WHAT TO WORK ON = Turn all of the rows below into a numbered list, one item per line, and leave out any blank lines.

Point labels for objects
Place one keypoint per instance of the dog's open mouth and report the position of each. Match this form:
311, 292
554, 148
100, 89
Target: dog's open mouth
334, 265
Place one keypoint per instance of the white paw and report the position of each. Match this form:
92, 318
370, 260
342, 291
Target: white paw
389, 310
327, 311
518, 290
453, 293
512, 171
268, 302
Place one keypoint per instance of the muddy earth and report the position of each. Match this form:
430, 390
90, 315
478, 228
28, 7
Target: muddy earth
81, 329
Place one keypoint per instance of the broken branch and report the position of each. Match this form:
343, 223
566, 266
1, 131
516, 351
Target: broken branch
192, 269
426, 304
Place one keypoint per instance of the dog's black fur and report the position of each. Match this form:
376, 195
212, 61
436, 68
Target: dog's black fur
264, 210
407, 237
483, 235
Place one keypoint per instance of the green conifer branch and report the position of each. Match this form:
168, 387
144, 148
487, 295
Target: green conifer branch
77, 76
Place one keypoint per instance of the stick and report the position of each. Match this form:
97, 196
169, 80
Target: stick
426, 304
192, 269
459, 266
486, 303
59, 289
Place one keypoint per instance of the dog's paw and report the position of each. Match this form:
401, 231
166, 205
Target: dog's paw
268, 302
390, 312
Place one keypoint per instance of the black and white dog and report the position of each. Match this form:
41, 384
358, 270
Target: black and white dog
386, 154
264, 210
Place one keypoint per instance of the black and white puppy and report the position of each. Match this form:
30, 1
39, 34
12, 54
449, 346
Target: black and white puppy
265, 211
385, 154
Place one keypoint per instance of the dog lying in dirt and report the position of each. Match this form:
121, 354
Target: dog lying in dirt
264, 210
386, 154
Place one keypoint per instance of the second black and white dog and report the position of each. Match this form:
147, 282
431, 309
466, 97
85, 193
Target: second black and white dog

RESPONSE FOR THIS EXERCISE =
1. Place one keypoint per instance of the dog's open mouth and report the position of each. Match this form:
2. 311, 292
3. 554, 148
4. 100, 89
5. Target: dog's open mouth
6. 334, 265
7. Place one keypoint per instance of the white paw and report the position of each. Match this form:
8. 92, 318
9. 370, 260
10. 342, 291
11. Target: white paw
12. 389, 310
13. 327, 311
14. 518, 290
15. 453, 293
16. 512, 171
17. 268, 302
18. Place one keypoint per instance of the muddy earth and report the position of each. Match this form:
19. 430, 390
20. 90, 315
21. 478, 228
22. 28, 7
23. Target: muddy earth
24. 81, 329
25. Place one keypoint per instance of the broken branch and report the position of each. Match this form:
26. 343, 223
27. 566, 266
28. 1, 131
29. 516, 351
30. Target: broken branch
31. 192, 269
32. 426, 304
33. Place one keypoint per instance of the dog's black fur and report the position of each. Match this form:
34. 376, 195
35. 212, 61
36. 436, 68
37. Target: dog's black fur
38. 264, 210
39. 407, 237
40. 483, 235
41. Place one keypoint per instance of the green conifer branch and report the position of each. Match this form:
42. 168, 387
43. 144, 148
44. 487, 295
45. Target: green conifer branch
46. 77, 76
47. Place one keypoint per instance of the stick and report the position of each. Match this form:
48. 97, 196
49. 169, 80
50. Target: stick
51. 426, 304
52. 192, 269
53. 459, 266
54. 486, 303
55. 59, 289
56. Place one keypoint per instance of the dog's paw and report the position of each. Match this form:
57. 401, 231
58. 166, 205
59. Target: dog's paw
60. 268, 302
61. 390, 312
62. Place one keypoint per instance of the black and white dog and report the position of each. Match this form:
63. 41, 384
64. 358, 270
65. Target: black and white dog
66. 386, 154
67. 264, 210
68. Place one keypoint per instance of the black and white puppy and report the position of each. Match this form:
69. 30, 1
70. 39, 34
71. 12, 54
72. 449, 346
73. Target: black and white puppy
74. 265, 211
75. 385, 154
76. Place one keypoint per instance of the dog lying in dirt and report the position of each. Match this form:
77. 121, 354
78. Target: dog lying in dirt
79. 264, 210
80. 386, 154
81. Place one keypoint per instance of the second black and white dog and report the position of each. Match this form:
82. 147, 282
83. 431, 309
84. 466, 97
85. 85, 193
86. Target: second black and white dog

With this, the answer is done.